Rewrite the data below with every "caption" changed to "description", keeping everything else the same.

(Part of a data file)
"""
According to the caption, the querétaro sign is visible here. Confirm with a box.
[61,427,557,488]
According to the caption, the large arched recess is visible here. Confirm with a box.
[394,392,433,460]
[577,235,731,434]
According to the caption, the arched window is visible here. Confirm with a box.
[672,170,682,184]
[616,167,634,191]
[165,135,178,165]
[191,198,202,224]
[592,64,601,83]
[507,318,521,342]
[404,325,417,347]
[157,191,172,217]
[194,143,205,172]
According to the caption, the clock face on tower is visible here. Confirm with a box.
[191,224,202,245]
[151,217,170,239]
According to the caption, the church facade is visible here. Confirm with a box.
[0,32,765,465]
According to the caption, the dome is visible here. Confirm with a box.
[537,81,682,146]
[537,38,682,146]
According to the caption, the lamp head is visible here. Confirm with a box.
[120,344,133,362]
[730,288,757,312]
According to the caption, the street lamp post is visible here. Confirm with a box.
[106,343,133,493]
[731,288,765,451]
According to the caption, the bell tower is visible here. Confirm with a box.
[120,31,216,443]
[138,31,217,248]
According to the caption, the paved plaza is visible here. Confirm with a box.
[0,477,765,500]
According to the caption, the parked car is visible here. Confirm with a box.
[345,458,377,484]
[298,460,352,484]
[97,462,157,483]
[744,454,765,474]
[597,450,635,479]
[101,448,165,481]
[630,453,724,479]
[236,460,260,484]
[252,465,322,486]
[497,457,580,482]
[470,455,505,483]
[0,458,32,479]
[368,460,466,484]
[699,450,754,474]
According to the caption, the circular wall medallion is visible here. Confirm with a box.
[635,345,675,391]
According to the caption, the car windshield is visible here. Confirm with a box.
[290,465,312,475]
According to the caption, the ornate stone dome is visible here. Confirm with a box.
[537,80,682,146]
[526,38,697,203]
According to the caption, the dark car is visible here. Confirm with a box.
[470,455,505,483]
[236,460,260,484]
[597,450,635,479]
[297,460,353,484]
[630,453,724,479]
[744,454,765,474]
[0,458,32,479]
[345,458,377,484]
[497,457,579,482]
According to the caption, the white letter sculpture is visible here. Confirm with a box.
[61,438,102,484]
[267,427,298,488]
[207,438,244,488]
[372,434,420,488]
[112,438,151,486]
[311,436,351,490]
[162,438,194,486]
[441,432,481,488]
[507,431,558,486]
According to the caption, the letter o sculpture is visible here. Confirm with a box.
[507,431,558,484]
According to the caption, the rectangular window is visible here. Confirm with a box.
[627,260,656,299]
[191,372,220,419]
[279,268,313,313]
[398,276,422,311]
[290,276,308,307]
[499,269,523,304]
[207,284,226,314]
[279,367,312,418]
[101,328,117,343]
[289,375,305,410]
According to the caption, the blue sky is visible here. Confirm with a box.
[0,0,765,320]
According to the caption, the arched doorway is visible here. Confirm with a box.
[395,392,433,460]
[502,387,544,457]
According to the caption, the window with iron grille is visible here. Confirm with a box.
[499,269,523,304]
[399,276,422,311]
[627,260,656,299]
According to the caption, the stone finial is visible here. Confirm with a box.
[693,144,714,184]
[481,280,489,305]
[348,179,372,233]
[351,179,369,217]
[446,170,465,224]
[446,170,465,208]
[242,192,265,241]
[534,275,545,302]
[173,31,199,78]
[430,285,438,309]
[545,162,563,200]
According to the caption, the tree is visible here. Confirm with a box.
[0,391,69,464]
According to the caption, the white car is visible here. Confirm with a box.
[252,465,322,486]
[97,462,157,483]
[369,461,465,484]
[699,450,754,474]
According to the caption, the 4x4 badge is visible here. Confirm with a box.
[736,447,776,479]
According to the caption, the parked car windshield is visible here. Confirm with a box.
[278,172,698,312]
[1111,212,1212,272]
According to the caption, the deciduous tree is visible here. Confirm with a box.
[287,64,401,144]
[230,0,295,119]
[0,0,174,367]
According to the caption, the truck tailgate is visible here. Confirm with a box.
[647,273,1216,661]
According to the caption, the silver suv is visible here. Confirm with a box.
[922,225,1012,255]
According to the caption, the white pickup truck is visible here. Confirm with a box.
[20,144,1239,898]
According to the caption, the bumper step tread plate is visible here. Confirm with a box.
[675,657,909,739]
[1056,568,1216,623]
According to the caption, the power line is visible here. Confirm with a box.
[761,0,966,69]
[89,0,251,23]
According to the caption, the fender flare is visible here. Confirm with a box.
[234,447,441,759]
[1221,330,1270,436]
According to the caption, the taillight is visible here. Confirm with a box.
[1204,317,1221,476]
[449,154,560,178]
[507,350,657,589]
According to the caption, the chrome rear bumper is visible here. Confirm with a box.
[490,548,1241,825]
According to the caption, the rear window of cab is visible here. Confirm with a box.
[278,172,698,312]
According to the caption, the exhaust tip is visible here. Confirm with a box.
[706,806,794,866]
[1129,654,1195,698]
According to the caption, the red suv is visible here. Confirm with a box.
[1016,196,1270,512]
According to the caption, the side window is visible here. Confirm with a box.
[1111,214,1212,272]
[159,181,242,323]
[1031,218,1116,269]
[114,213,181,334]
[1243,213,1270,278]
"""
* **SOLVED PROBLEM**
According to the description, the querétaro sign is visible here. Confirm with a box.
[61,427,557,488]
According to the description, the large arched recess is visible here. Confirm with a box.
[394,392,433,460]
[577,235,731,434]
According to the description, the arched window is visible here. Confirm with a box.
[672,170,682,184]
[616,167,634,191]
[165,135,178,165]
[191,198,202,224]
[592,64,601,83]
[507,318,521,342]
[404,325,417,347]
[157,191,172,217]
[194,143,205,172]
According to the description, the clock face on tower is visible here. Confirm with a box.
[191,224,202,245]
[151,217,170,239]
According to the description, the church facade is visible here. Confirm with a box.
[0,32,765,465]
According to the description, the dome is visible here. Confirm with a box.
[537,81,682,146]
[537,38,682,146]
According to the description, the lamp head is visible here. Confirm with a box.
[120,344,133,362]
[730,288,757,312]
According to the description, the street lamp post is visible here. Confirm with a box.
[106,343,133,493]
[731,288,765,451]
According to the description, the bell tower is visible here. Confirm with a box.
[120,31,216,443]
[138,31,217,248]
According to the description, the paved plaza is visible here. Confirm with a box.
[0,477,765,500]
According to the description, the parked car is visible here. Confirm with a box.
[345,458,377,484]
[298,460,352,484]
[97,462,157,483]
[744,454,765,474]
[597,450,635,479]
[101,448,165,481]
[630,453,724,479]
[236,460,260,484]
[252,465,322,486]
[497,457,580,482]
[470,455,505,483]
[0,458,32,479]
[368,460,466,484]
[699,450,754,474]
According to the description, the circular wall medallion is visible here. Confirm with a box.
[635,345,675,391]
According to the description, the car windshield is visible here. Confirm with a box.
[290,465,312,475]
According to the description, the ornate stone dome is visible here. Confirm with a box.
[537,80,682,146]
[526,38,697,203]
According to the description, the dark car is visible here. Confirm with a box.
[470,455,505,483]
[236,460,260,484]
[597,450,635,479]
[297,460,353,484]
[630,453,724,479]
[744,454,765,474]
[0,458,32,479]
[345,458,377,484]
[497,457,579,482]
According to the description, the white letter sculpture is visible here. Confirm with a box.
[61,438,102,484]
[267,427,298,488]
[207,438,244,488]
[372,434,420,488]
[112,438,151,486]
[311,436,351,490]
[162,438,194,486]
[441,432,481,488]
[507,431,558,486]
According to the description, the letter o sculpture is visible here. Confirm with a box.
[507,431,558,484]
According to the description, the rectangular window is visible here. Confirm with a box.
[627,260,656,299]
[191,372,220,419]
[279,268,313,313]
[398,276,422,311]
[290,276,308,307]
[499,269,523,304]
[207,284,226,314]
[279,367,312,418]
[101,328,117,343]
[289,375,305,410]
According to the description, the blue sky is visible here. Confirm with a box.
[0,0,765,320]
According to the description, the arched doorway is visible here. Confirm with a box.
[395,392,433,460]
[502,387,544,457]
According to the description, the window with iron grille is visible here. Confirm with a box.
[499,269,523,304]
[399,276,422,311]
[627,260,656,299]
According to the description, the stone finial is visible here. Confirm with a box.
[693,144,714,184]
[481,280,489,305]
[348,179,372,233]
[351,179,369,217]
[446,170,465,224]
[446,170,465,208]
[242,192,265,241]
[534,275,545,302]
[173,31,199,78]
[430,285,438,309]
[545,162,563,200]
According to the description, the tree is visible here. Confirm with a box.
[0,391,69,464]
According to the description, the white car is visible here. Confirm with a box.
[252,465,322,486]
[97,462,157,483]
[369,461,465,484]
[699,450,754,474]
According to the description, the 4x4 badge is visible here. Confirm with a box.
[736,447,776,479]
According to the description, the parked car windshield is visible here. Confirm with a box.
[278,172,698,312]
[1111,212,1212,272]
According to the description, the deciduous tree is visible here. Confirm with a box.
[287,64,401,144]
[230,0,295,119]
[0,0,174,367]
According to the description, the truck tailgate is visible here. Confirm with a box.
[647,273,1216,661]
According to the description, the silver suv is visible here. Confirm with a box.
[922,225,1012,255]
According to the description, the white pickup truck is visible here. Confirm with a box.
[20,144,1239,898]
According to the description, the bumper step tread plate is visible here. Confirm with a box.
[675,657,909,739]
[1056,568,1216,623]
According to the description, the power line is visible here. Confirm with a box.
[761,0,966,69]
[89,0,251,23]
According to the description, the fender flare is visible here. Confirm with a box.
[234,447,441,759]
[1221,330,1270,436]
According to the description, the taillight is visible here. Confirm with a box.
[1204,317,1221,476]
[449,154,560,178]
[507,350,657,589]
According to the description, the chrome rear bumper is visible here. Confirm with a box.
[490,548,1241,825]
According to the description, the rear window of cab is visible here. Confirm with a box.
[278,172,698,312]
According to the description, the exhaust tip is visible here. Confirm with a box.
[706,806,794,866]
[1129,654,1195,698]
According to the description, the red suv is visible here. Confirm with a box.
[1016,196,1270,512]
According to the description, the side window is visible here. Confirm with a box.
[1111,214,1212,272]
[159,181,242,323]
[1031,218,1116,269]
[114,213,181,334]
[1243,213,1270,278]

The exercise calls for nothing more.